--- GIVEN RECORDS ---
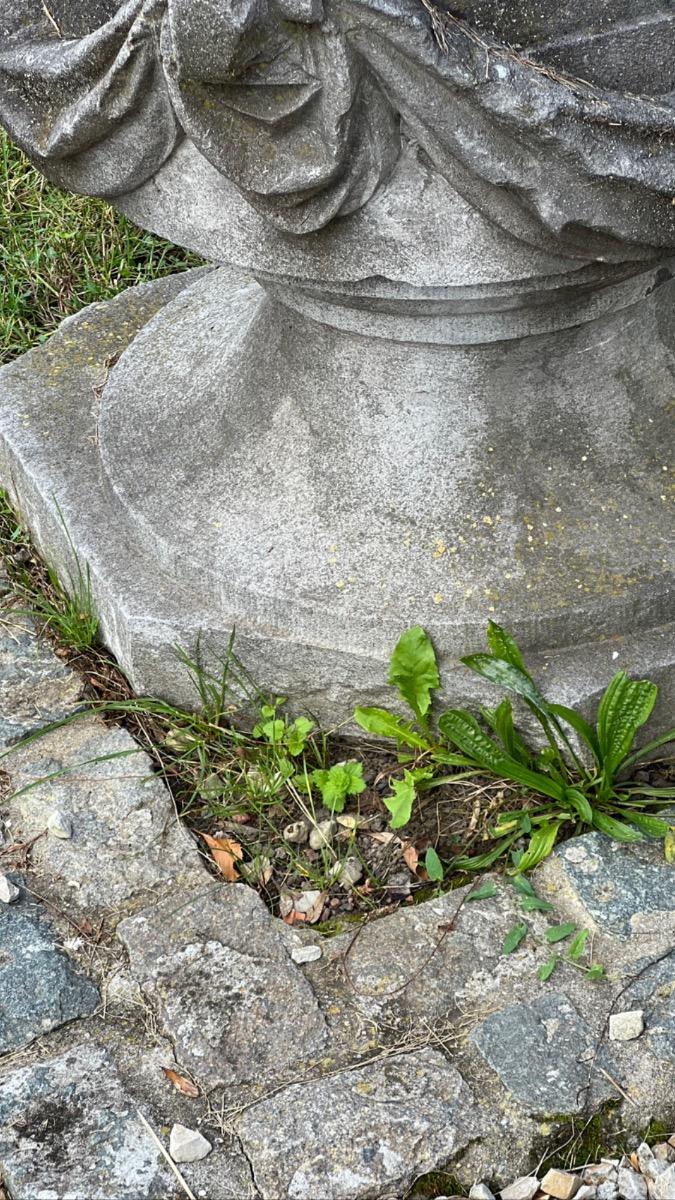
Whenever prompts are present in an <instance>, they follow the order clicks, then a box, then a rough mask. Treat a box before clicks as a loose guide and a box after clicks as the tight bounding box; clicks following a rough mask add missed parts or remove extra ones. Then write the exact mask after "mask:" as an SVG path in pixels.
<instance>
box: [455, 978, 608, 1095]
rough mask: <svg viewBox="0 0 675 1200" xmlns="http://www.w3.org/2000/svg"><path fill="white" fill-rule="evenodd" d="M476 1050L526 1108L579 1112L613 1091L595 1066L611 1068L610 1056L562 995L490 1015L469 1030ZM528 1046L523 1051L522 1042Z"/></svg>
mask: <svg viewBox="0 0 675 1200" xmlns="http://www.w3.org/2000/svg"><path fill="white" fill-rule="evenodd" d="M472 1040H473V1043H474V1044H476V1045H477V1046H478V1050H479V1051H480V1054H482V1055H483V1056H484V1057H485V1060H486V1061H488V1062H489V1064H490V1067H491V1068H492V1069H494V1070H495V1072H496V1073H497V1075H498V1076H500V1079H501V1080H502V1082H503V1085H504V1087H507V1088H508V1091H509V1092H510V1094H512V1096H513V1097H514V1098H515V1099H516V1100H518V1102H519V1104H522V1106H524V1108H525V1109H526V1111H528V1112H536V1114H538V1115H542V1116H552V1115H555V1114H560V1112H565V1114H568V1112H569V1114H577V1112H583V1111H584V1109H585V1108H586V1106H587V1105H589V1100H590V1099H591V1100H592V1103H595V1104H596V1105H597V1104H598V1103H599V1102H602V1100H603V1099H608V1098H609V1097H610V1096H614V1094H615V1092H614V1088H613V1086H611V1084H609V1081H608V1080H607V1079H603V1078H602V1076H598V1075H597V1074H596V1069H597V1067H598V1066H599V1067H603V1068H604V1069H605V1070H609V1072H610V1073H611V1068H613V1066H614V1063H613V1060H611V1057H610V1056H609V1055H608V1054H607V1051H605V1050H604V1049H602V1048H601V1049H599V1050H598V1046H597V1043H596V1039H595V1038H593V1034H592V1032H591V1030H590V1028H589V1027H587V1025H585V1022H584V1021H583V1020H581V1019H580V1016H579V1013H577V1012H575V1009H574V1008H573V1006H572V1004H571V1003H569V1001H568V998H567V997H566V996H565V995H549V996H540V997H538V998H537V1000H533V1001H532V1003H531V1004H514V1006H512V1007H510V1008H503V1009H502V1010H501V1012H498V1013H494V1014H492V1015H490V1016H488V1018H486V1019H485V1020H484V1021H482V1022H480V1025H478V1026H477V1028H476V1030H474V1032H473V1033H472ZM525 1046H527V1052H526V1054H525V1052H524V1048H525Z"/></svg>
---
Could you output every record above exactly as it appears, without the pictures?

SOLUTION FOR THIS PROBLEM »
Whenever prompts are present in an <instance>, they follow the order clicks, then a box, then a rough mask. Treat a box before clicks as a loose guide and a box after clicks as the tight bounding box; clicks following a rough mask add missed parts or remove extra ones. Then write the exact mask after "mask:" as an SVG path in pixels.
<instance>
box: [455, 978, 608, 1095]
rough mask: <svg viewBox="0 0 675 1200" xmlns="http://www.w3.org/2000/svg"><path fill="white" fill-rule="evenodd" d="M476 1050L526 1108L579 1112L613 1091L595 1066L611 1068L610 1056L562 995L490 1015L469 1030ZM528 1046L523 1051L522 1042Z"/></svg>
mask: <svg viewBox="0 0 675 1200" xmlns="http://www.w3.org/2000/svg"><path fill="white" fill-rule="evenodd" d="M472 1040H473V1043H474V1044H476V1045H477V1046H478V1050H479V1051H480V1054H482V1055H483V1056H484V1057H485V1060H486V1061H488V1062H489V1064H490V1067H491V1068H492V1069H494V1070H495V1072H496V1073H497V1075H498V1076H500V1079H501V1080H502V1082H503V1085H504V1087H507V1088H508V1091H509V1092H510V1094H512V1096H513V1097H514V1098H515V1099H516V1100H518V1102H519V1104H522V1106H524V1108H525V1109H526V1111H528V1112H536V1114H538V1115H542V1116H552V1115H555V1114H560V1112H565V1114H568V1112H569V1114H577V1112H583V1111H584V1109H585V1108H586V1106H587V1105H589V1100H590V1099H591V1100H592V1103H595V1104H596V1105H597V1104H598V1103H599V1102H602V1100H603V1099H608V1098H609V1097H610V1096H614V1094H615V1092H614V1088H613V1086H611V1084H609V1081H608V1080H607V1079H603V1078H602V1076H598V1075H597V1074H596V1069H597V1067H598V1066H599V1067H603V1068H604V1069H605V1070H609V1072H610V1073H611V1068H613V1066H614V1063H613V1060H611V1057H610V1056H609V1055H608V1054H607V1051H605V1050H604V1049H602V1048H601V1049H599V1050H598V1046H597V1043H596V1039H595V1038H593V1034H592V1032H591V1030H590V1028H589V1027H587V1025H585V1022H584V1021H583V1020H581V1019H580V1016H579V1013H577V1012H575V1009H574V1008H573V1006H572V1004H571V1003H569V1001H568V998H567V997H566V996H565V995H549V996H540V997H538V998H537V1000H533V1001H532V1003H531V1004H514V1006H512V1007H510V1008H503V1009H502V1010H501V1012H498V1013H494V1014H492V1015H490V1016H488V1018H486V1019H485V1020H484V1021H482V1022H480V1025H478V1026H477V1028H476V1030H474V1032H473V1033H472ZM525 1046H527V1052H526V1054H525V1052H524V1048H525Z"/></svg>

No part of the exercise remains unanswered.